▶ _Material provided_
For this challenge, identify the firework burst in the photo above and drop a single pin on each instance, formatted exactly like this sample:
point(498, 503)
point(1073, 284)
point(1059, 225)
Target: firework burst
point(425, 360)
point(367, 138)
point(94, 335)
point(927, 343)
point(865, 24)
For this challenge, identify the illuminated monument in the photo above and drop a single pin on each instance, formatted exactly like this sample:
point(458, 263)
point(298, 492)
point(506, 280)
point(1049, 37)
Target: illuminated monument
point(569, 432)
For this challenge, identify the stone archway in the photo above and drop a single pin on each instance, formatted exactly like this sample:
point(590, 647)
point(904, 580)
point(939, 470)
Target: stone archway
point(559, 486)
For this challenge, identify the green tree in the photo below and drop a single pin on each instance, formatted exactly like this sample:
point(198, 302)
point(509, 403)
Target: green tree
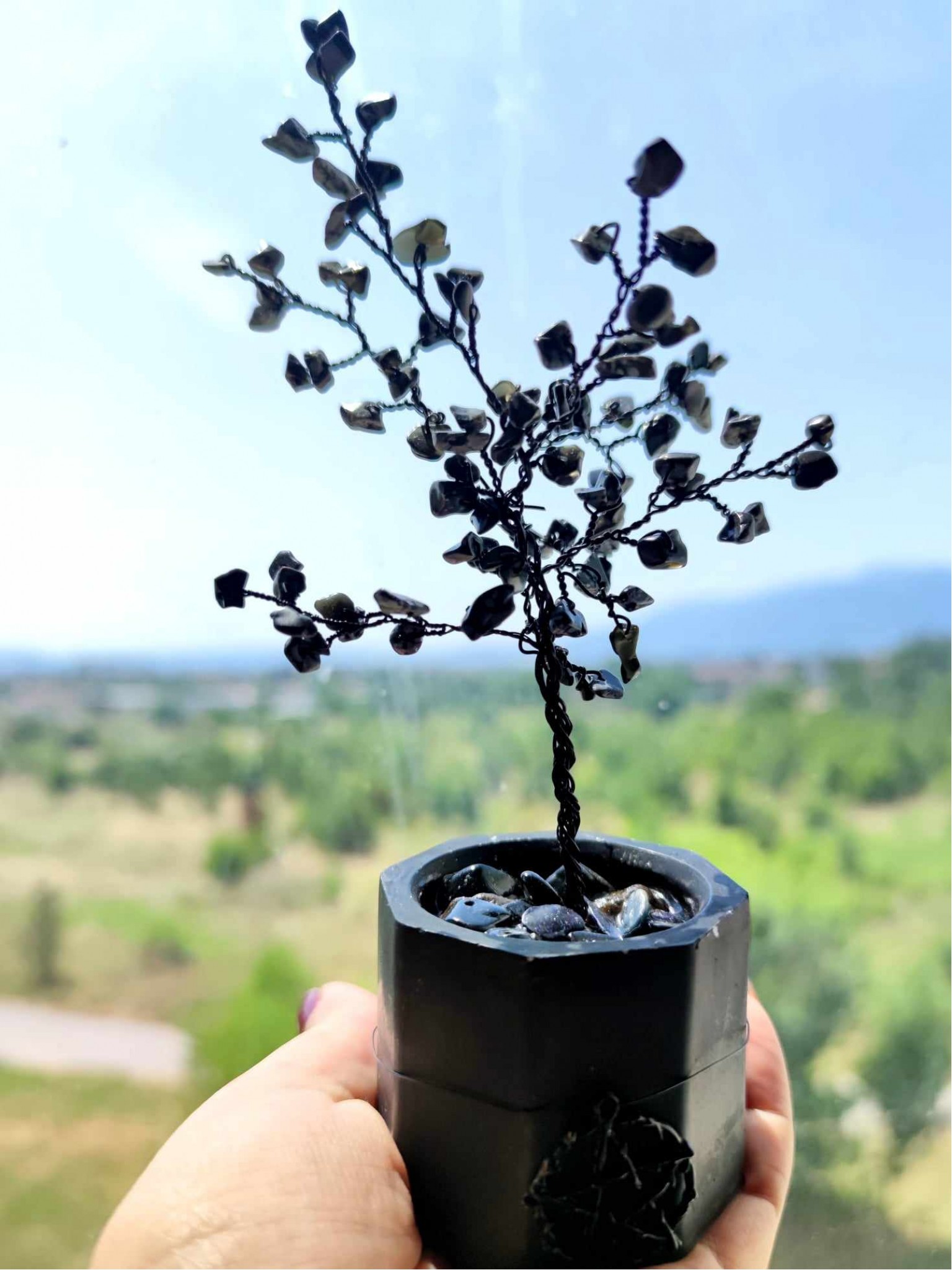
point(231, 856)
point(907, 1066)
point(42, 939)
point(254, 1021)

▶ _Stated exercise_
Please copy every entry above word for word, leaving out the pictures.

▶ _Solved exercise_
For this challenge, identify the firework burst in the photo above and drop a single pin on each instance, formatted exactly like this sample:
point(498, 503)
point(1073, 284)
point(1059, 225)
Target: firework burst
point(425, 360)
point(367, 138)
point(94, 335)
point(927, 343)
point(865, 24)
For this challenge, identify the illuminated monument in the photo above and drop a single pin on each instance, formatted exactly like this sample:
point(458, 263)
point(298, 492)
point(506, 280)
point(1049, 37)
Target: illuminated monument
point(569, 432)
For this challenge, identify the stone archway in the photo above and drop a single pin on each instance, formatted exactly like this sample:
point(590, 647)
point(904, 580)
point(939, 470)
Target: stone archway
point(559, 486)
For this challenge, identify the green tree in the photo below and drop a single pin on each instance, formatted exactly like this sample:
point(198, 302)
point(509, 403)
Target: green tree
point(231, 856)
point(907, 1066)
point(42, 939)
point(254, 1021)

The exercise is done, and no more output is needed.